"""
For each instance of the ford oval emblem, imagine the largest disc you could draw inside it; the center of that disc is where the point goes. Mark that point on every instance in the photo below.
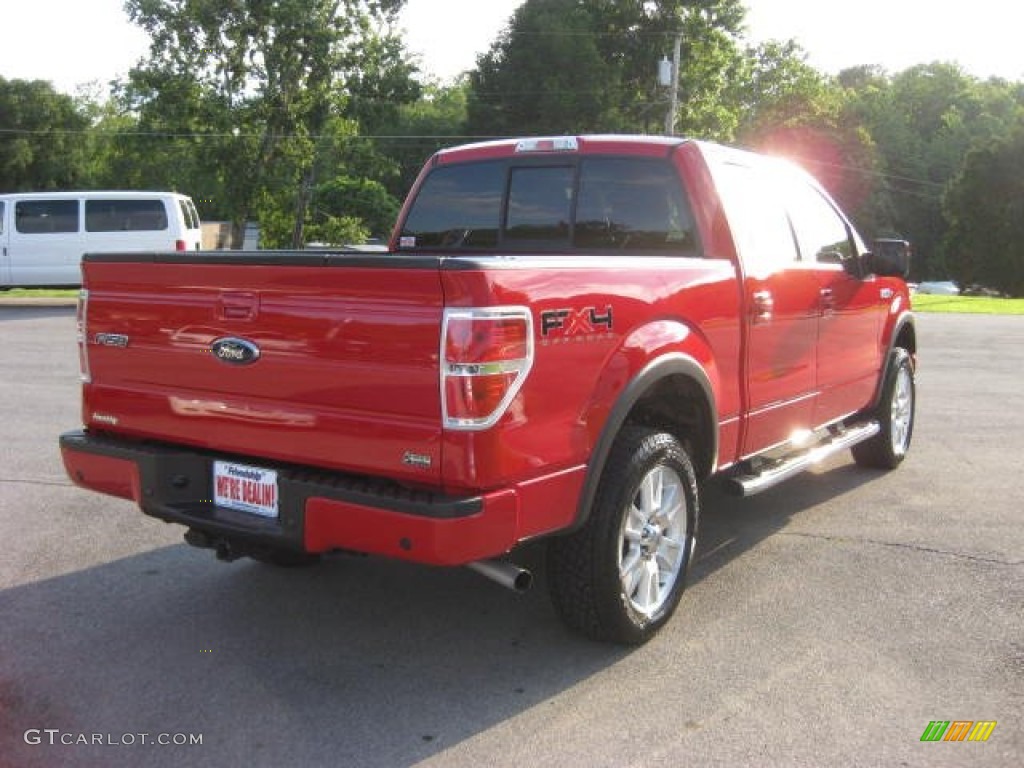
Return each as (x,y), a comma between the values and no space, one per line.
(235,351)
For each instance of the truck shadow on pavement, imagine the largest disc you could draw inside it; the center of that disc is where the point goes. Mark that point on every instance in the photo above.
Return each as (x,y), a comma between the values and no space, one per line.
(357,662)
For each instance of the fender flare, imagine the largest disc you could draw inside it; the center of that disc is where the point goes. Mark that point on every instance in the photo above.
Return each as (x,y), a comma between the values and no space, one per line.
(673,364)
(904,322)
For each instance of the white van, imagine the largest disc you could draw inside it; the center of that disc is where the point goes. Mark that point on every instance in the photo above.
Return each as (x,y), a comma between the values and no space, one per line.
(44,235)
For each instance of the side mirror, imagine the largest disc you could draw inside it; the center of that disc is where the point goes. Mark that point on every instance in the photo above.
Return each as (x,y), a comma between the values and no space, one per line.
(891,258)
(853,265)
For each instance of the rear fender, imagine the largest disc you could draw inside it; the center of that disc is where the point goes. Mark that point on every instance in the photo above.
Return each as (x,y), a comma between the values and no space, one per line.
(901,333)
(649,356)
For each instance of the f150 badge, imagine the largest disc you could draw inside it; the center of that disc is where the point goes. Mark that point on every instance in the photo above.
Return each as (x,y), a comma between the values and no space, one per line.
(235,351)
(564,326)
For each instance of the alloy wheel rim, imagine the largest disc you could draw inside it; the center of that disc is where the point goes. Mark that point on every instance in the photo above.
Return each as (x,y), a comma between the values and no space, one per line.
(901,416)
(652,540)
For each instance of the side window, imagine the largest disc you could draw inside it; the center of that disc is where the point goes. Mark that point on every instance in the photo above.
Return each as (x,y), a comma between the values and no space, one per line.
(125,215)
(757,217)
(457,207)
(540,205)
(633,205)
(193,217)
(46,216)
(821,233)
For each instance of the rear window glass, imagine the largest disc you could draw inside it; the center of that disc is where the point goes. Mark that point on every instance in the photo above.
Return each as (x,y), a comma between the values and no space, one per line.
(189,213)
(540,205)
(626,205)
(633,205)
(125,215)
(457,207)
(46,216)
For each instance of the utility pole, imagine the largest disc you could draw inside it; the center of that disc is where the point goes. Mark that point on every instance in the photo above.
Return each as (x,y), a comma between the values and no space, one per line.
(670,119)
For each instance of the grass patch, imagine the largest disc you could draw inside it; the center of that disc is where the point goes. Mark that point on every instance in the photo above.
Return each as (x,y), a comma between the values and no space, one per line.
(966,304)
(40,293)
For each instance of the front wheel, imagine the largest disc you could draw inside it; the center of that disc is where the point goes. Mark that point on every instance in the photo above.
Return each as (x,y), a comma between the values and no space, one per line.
(895,414)
(620,578)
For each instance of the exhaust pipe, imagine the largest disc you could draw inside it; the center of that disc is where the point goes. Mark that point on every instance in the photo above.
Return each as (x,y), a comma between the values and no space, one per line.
(509,576)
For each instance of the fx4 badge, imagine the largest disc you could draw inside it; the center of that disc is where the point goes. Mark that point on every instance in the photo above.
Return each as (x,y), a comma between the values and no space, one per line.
(564,326)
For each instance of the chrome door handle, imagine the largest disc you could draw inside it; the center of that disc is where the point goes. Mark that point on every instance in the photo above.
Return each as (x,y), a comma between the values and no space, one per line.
(764,305)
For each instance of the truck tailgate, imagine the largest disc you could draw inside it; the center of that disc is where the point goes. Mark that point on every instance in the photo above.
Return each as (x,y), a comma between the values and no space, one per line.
(328,360)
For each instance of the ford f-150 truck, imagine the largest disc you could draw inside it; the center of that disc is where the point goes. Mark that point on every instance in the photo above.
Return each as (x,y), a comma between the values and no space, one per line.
(565,339)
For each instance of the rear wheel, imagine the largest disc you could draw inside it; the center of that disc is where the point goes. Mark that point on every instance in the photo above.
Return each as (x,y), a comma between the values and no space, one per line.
(895,414)
(620,578)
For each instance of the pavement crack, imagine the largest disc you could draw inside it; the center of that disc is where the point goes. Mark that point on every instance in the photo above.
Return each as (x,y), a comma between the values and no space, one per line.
(898,545)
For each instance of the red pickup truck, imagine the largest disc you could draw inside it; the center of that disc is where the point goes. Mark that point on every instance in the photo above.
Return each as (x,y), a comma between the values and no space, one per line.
(566,337)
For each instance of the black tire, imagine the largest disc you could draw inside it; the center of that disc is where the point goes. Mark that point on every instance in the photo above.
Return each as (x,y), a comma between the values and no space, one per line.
(285,558)
(606,579)
(895,414)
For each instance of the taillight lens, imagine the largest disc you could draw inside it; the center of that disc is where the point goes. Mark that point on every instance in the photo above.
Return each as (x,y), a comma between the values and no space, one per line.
(485,356)
(83,342)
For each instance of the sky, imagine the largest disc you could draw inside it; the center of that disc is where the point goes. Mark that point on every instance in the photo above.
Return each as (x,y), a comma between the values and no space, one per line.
(74,42)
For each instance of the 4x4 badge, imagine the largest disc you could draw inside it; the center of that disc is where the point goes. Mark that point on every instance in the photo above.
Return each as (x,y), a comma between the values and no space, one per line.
(235,351)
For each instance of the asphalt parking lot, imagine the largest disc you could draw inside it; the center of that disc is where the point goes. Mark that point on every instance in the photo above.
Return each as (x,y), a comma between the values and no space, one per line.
(827,623)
"""
* Given problem
Each record above should be copied character for character, with pictures dropped.

* Response
For each instance of the ford oval emblem, imagine the largest disc you could draw inside it; the center of that disc is where the point goes. Mark that point on every instance in the photo below.
Return each as (x,y), a comma between the values and no space, one per line.
(235,351)
For each instance of the truck shadow on pavement, imagine the largest disc you could draw inside it; the center of that disc is where the point goes. Mark that point on every instance in the photo above.
Return each as (x,y), a comma between the values and no space, one per line.
(357,662)
For each instance of the fender flare, imagine the largest disc you could draw inside it; the center of that disc is where the point goes. Mark that point on every instance in the photo above.
Return each as (x,y), a comma between the values and no space, one per line.
(673,364)
(904,322)
For each instance of the white van, imagine the largest disc you could draw inside it; the center of that disc is where the point goes. Mark that point on every instance in the photo above.
Return each as (x,y), a comma between the values and no space, one per line.
(44,235)
For each instance of the side mirror, imagine the largest disc you could draw inside it; the center of that disc is where the point goes. Mark that point on every instance in the photo above.
Return each as (x,y), a comma between the values and no space, one per line.
(891,258)
(853,265)
For each instance of the rear fender, imagine the largest disc you could draw inside it; the center of that disc is where the point goes. Mark that point on every instance in the photo above.
Return each as (x,y), a comma between the values and no space, one per line.
(901,333)
(649,356)
For each instance of the f150 badge, imagine the largest disc you could draw inside it; the center of that disc is where the point goes. Mark that point on every instance in the photo above.
Return each as (x,y), a comma between the values and no space, one per line.
(235,351)
(564,326)
For each instance of the alloy wheel rim, imagine the largest disc you could draw inside it; the center of that disc is where the point goes. Mark that point on every instance in the photo above.
Return each as (x,y), a comma between the values and no space, one per line.
(901,416)
(652,540)
For each instance of the side window, imagine the largest disc you could draw inside it; the center of that disc is where the point goes. Mark that point on every instance in the photo above.
Return each as (x,y), a comma between the values and no space, one per line.
(125,215)
(757,217)
(457,207)
(540,205)
(633,205)
(193,217)
(46,216)
(821,233)
For each instance of the rear window glass, imagine the largest disc you could draw inside it; the center of that disc is where the point goes. Mark that point on every instance in the photo above.
Return each as (x,y), a comma between the values and no space, one per line.
(189,213)
(540,205)
(626,205)
(633,205)
(125,215)
(457,207)
(46,216)
For each instance of the utility pole, imagine the largest disc you could draw inside it; the center of that disc is where the point goes. Mark that point on every instance in the photo above.
Return each as (x,y), a comma between the values and no space, one per line.
(670,119)
For each instance of the grass patch, imagine the largest disc you could draw inside it; the center of that disc is where the point goes. Mark that point on every instance in the photo above.
Return each as (x,y), a comma between the values and no space, one per line.
(966,304)
(40,293)
For each instance of the front wheel, imagine the largest disc you could draw inside it; the center of that disc is where the point goes. Mark that point on every instance in the photo above.
Return each as (x,y), a comma between the values and no space, one per line.
(895,414)
(620,578)
For each instance of the exhaust pipe, imagine the largest disc you could draw inside it; the center of that disc is where the point goes. Mark that point on every instance in the photo above.
Return each as (x,y), a comma between the values and no space, one per line.
(509,576)
For each instance of the fx4 badge, imagine the largest disc you could draw inside it; the center of that disc is where the point goes. Mark that point on every instance in the photo above.
Return each as (x,y), a comma between the values and no space, one per line.
(564,326)
For each instance of the chrome door handle, imagine the largest disc you could draw inside it; the center of that disc is where the point goes. Mark that point on every instance in the photo above.
Return each as (x,y), a comma between the values and no space, one per line.
(764,305)
For each instance of the truck tailgate, imagine the largest disc you could draw inside it; the center of that disc is where the point goes. Mark that point on every instance in the photo above.
Return each as (x,y), a comma between the values and no space, one per line.
(328,360)
For each instance of the ford f-150 truck, imagine the largest disc you could draw inside it; the center of that disc is where the point goes. Mark that point on every instance in the photo above.
Return each as (x,y), a comma between the values and no space, one per line.
(565,339)
For each instance of the rear wheel, imagine the largest disc you could draw inside it; the center of that disc is where the point goes. Mark that point on every instance in the photo above.
Return each as (x,y), a comma between the values and no space, one per line.
(895,414)
(620,578)
For each instance of the pavement crack, imagine the largest disc you could draw inside it; the center of that disc is where the point goes. Mark that point on every instance in the photo above.
Return each as (x,y), a comma between the values and no space, one per line.
(898,545)
For each instance of the red pickup truck, imagine the largest disc you could draw inside it; the center of that disc is where the point goes. Mark that point on every instance in the photo above.
Return each as (x,y), a comma between the values and no space, one per line.
(566,337)
For each instance of the black tire, imagine the largest disc you could draw inside it; the center of that disc is where the point goes. Mark that point on every instance in the photo above.
Return each as (x,y), a comma between the values and no space, one per line.
(285,558)
(606,579)
(895,414)
For each instance of the taillight lens, imagine the largest disc you could draw inside it; the center of that disc is where the point goes. Mark that point on every instance in the photo above.
Return each as (x,y), a comma between the values and no space, one per line.
(485,356)
(83,342)
For each instance of the sky, imagine the largest disc you could draw inside it; the center of that disc is where the point goes. Mark that point on every instance in the photo above.
Return each as (x,y), a comma between the values and no space, one per line.
(74,42)
For each instance of the 4x4 badge, imagine the largest disc you could draw inside it; the center of that disc is where the point goes. Mark that point on every instance in the photo above.
Return each as (x,y), a comma between the values and no space, one per line.
(235,351)
For each instance of the asphalt parking lot, imagine the largest disc you could draw inside it; the center of that disc is where the point goes. Mark that point on every instance in the photo above.
Return each as (x,y), a comma between the values and no space, one per line.
(827,623)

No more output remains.